#### Texte choisi ####

Lettres d’Angleterre, Karel Čapek
Lettres d’Angleterre, octobre 2017, trad. tchèque Gustave Aucouturier, 184 pages, 12 €
Ecrivain(s): Karel Čapek Edition: La Baconnière
En 1924, le florissant et puissant Empire Britannique s’autocélébrait dans une grande exposition coloniale, la British Empire Exhibition, à Wembley, aujourd’hui plus connu pour son stade. Bien entendu, celle-ci était ouverte à d’autres que les sujets de sa gracieuse majesté, le roi George V. L’écrivain tchèque Karel Čapek, également journaliste aguerri – et connu depuis l’année précédente à Londres comme auteur dramatique, sa pièce R.U.R., à laquelle on attribue la création du mot « robot » ayant été traduite et jouée au St Martins Theatre avec le célèbre acteur Basil Rathbone – y fut invité. L’auteur de La fabrique d’absolu en profite pour visiter Londres et l’Angleterre, mais aussi le Pays de Galles et l’Ecosse (il ne parviendra pas à visiter l’Irlande) et en rapporte ces lettres d’Angleterre, un journal de voyage illustré de ses propres dessins.

#### Lignes de données ####

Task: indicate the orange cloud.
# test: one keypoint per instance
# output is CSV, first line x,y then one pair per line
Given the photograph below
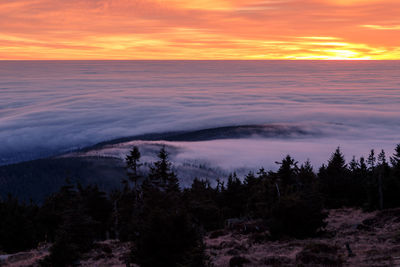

####

### [Votre tâche]
Poursuivez le texte sur les Lettres d'Angleterre après sa dernière phrase. Les données n'ont aucun lien avec le texte sur les Lettres d'Angleterre.

### [Résultat de l'exercice]
Nous connaissons l’auteur surtout pour ses récits anticipant la science-fiction à une époque où le genre n’était pas encore installé et reconnu, on le connaît un peu moins pour son irrésistible ironie, son humour tout en finesse et ses capacités d’observation du monde qui l’entoure, sachant déceler ses travers et ses dangers. Les pages où il décrit la ville de Londres, la profusion de ses musées et surtout le choc que constitue pour lui, en 1924, la découverte du règne de l’automobile qui s’amorce, font mouche, tant par leur humour que par leur surprenante actualité. Il est aussi sans illusion sur les dessous du miracle économique et culturel de l’empire qui a surtout exploité et nié les populations de ses colonies, plus intéressé par le commerce et le profit que par l’émancipation des peuples.
Il y a dans l’Empire Britannique quatre cent millions d’hommes de couleur. Et à l’exposition de l’Empire Britannique, on ne voit d’eux que quelques pantins de publicité, une poignée de boutiquiers noirs ou jaunes et quelques vieux souvenirs, apportés ici en quelque sorte à titre de choses curieuses et amusantes. Et je ne sais pas s’il y a là la terrible déchéance des races de couleurs ou le terrible silence de quatre cent millions d’hommes ; et je ne sais pas non plus, de ceci et de cela, ce qui serait le plus effrayant. Une exposition de l’Empire Britannique est immense et surabondante ; on y voit tout, même un lion empaillé et l’émou disparu ; il n’y manque que l’esprit de quatre cent millions d’hommes. C’est une exposition de commerce britannique. C’est la projection de cette mince couche d’intérêts européens qui a recouvert le monde entier, sans guère s’occuper de ce qu’il y avait en dessous.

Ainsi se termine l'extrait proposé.